To be done:
Please format every line of the items below as a Markdown table with two columns, Row and Line, numbering the rows in order and skipping blank lines.

The data:
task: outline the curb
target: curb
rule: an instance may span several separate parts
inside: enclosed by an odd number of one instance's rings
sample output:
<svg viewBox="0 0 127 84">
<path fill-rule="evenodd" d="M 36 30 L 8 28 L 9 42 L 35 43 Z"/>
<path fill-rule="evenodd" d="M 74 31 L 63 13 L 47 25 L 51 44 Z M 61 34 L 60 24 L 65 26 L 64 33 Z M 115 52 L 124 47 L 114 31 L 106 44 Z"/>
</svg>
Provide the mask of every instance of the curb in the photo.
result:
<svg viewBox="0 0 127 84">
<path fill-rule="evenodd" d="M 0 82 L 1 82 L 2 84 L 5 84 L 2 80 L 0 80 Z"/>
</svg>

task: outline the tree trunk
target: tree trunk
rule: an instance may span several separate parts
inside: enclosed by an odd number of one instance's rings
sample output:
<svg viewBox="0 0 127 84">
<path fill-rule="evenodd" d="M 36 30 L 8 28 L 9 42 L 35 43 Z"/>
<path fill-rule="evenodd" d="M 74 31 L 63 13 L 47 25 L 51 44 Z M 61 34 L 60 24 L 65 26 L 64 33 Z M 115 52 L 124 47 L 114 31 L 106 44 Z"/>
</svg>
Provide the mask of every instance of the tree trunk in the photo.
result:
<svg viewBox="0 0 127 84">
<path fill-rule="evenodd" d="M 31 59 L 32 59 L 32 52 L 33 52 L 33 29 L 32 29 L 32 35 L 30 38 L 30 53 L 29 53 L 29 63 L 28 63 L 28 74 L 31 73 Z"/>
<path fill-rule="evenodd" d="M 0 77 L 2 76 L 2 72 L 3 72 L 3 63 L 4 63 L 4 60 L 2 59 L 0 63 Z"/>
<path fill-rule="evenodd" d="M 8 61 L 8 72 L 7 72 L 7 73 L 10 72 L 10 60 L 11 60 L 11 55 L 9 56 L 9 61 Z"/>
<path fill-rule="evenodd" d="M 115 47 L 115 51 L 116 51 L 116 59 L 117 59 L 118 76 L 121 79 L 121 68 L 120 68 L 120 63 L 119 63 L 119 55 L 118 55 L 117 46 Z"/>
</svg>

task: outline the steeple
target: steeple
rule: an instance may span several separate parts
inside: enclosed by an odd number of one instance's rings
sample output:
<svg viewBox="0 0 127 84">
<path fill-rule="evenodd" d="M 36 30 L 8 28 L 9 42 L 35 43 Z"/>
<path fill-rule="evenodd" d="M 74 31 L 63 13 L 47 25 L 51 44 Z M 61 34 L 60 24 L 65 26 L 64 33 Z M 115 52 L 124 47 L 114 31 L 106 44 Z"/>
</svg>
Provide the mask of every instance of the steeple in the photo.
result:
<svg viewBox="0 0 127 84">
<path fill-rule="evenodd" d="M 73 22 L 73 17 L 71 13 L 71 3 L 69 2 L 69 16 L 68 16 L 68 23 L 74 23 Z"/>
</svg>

Output of the exercise:
| Row | Line |
|---|---|
| 1 | task: outline the curb |
| 2 | target: curb |
| 3 | rule: an instance may span several separate parts |
| 4 | inside: enclosed by an odd number of one instance's rings |
| 5 | sample output: |
| 6 | <svg viewBox="0 0 127 84"> |
| 7 | <path fill-rule="evenodd" d="M 36 30 L 8 28 L 9 42 L 35 43 Z"/> |
| 8 | <path fill-rule="evenodd" d="M 74 31 L 63 13 L 47 25 L 51 44 Z M 61 34 L 60 24 L 65 26 L 64 33 Z M 115 52 L 124 47 L 114 31 L 106 44 Z"/> |
| 9 | </svg> |
| 10 | Provide the mask of every instance of the curb in the photo. |
| 11 | result: |
| 12 | <svg viewBox="0 0 127 84"> |
| 13 | <path fill-rule="evenodd" d="M 0 82 L 1 82 L 2 84 L 5 84 L 2 80 L 0 80 Z"/> |
| 14 | </svg> |
| 15 | task: outline the tree trunk |
| 16 | target: tree trunk |
| 17 | rule: an instance may span several separate parts |
| 18 | inside: enclosed by an odd number of one instance's rings |
| 19 | sample output: |
| 20 | <svg viewBox="0 0 127 84"> |
| 21 | <path fill-rule="evenodd" d="M 36 30 L 8 28 L 9 42 L 35 43 Z"/> |
| 22 | <path fill-rule="evenodd" d="M 74 31 L 63 13 L 47 25 L 51 44 Z M 61 34 L 60 24 L 65 26 L 64 33 Z M 115 52 L 124 47 L 114 31 L 106 44 Z"/> |
| 23 | </svg> |
| 24 | Provide the mask of every instance of the tree trunk in the photo. |
| 25 | result: |
| 26 | <svg viewBox="0 0 127 84"> |
| 27 | <path fill-rule="evenodd" d="M 31 59 L 32 59 L 32 52 L 33 52 L 33 29 L 32 29 L 32 35 L 30 38 L 30 53 L 29 53 L 29 63 L 28 63 L 28 74 L 31 73 Z"/> |
| 28 | <path fill-rule="evenodd" d="M 0 77 L 2 76 L 2 72 L 3 72 L 3 63 L 4 63 L 4 60 L 2 59 L 0 63 Z"/> |
| 29 | <path fill-rule="evenodd" d="M 8 61 L 8 72 L 7 72 L 7 73 L 10 72 L 10 60 L 11 60 L 11 55 L 9 56 L 9 61 Z"/> |
| 30 | <path fill-rule="evenodd" d="M 115 47 L 115 51 L 116 51 L 116 59 L 117 59 L 118 76 L 121 79 L 121 68 L 120 68 L 120 63 L 119 63 L 119 55 L 118 55 L 117 46 Z"/> |
| 31 | </svg> |
| 32 | task: outline the steeple |
| 33 | target: steeple |
| 34 | rule: an instance may span several separate parts |
| 35 | inside: enclosed by an odd number of one instance's rings |
| 36 | sample output: |
| 37 | <svg viewBox="0 0 127 84"> |
| 38 | <path fill-rule="evenodd" d="M 36 30 L 8 28 L 9 42 L 35 43 Z"/> |
| 39 | <path fill-rule="evenodd" d="M 74 31 L 63 13 L 47 25 L 51 44 Z M 61 34 L 60 24 L 65 26 L 64 33 Z M 115 52 L 124 47 L 114 31 L 106 44 Z"/> |
| 40 | </svg> |
| 41 | Provide the mask of every instance of the steeple in the photo. |
| 42 | result: |
| 43 | <svg viewBox="0 0 127 84"> |
| 44 | <path fill-rule="evenodd" d="M 73 22 L 73 17 L 71 13 L 71 3 L 69 2 L 69 16 L 68 16 L 68 23 L 74 23 Z"/> |
| 45 | </svg> |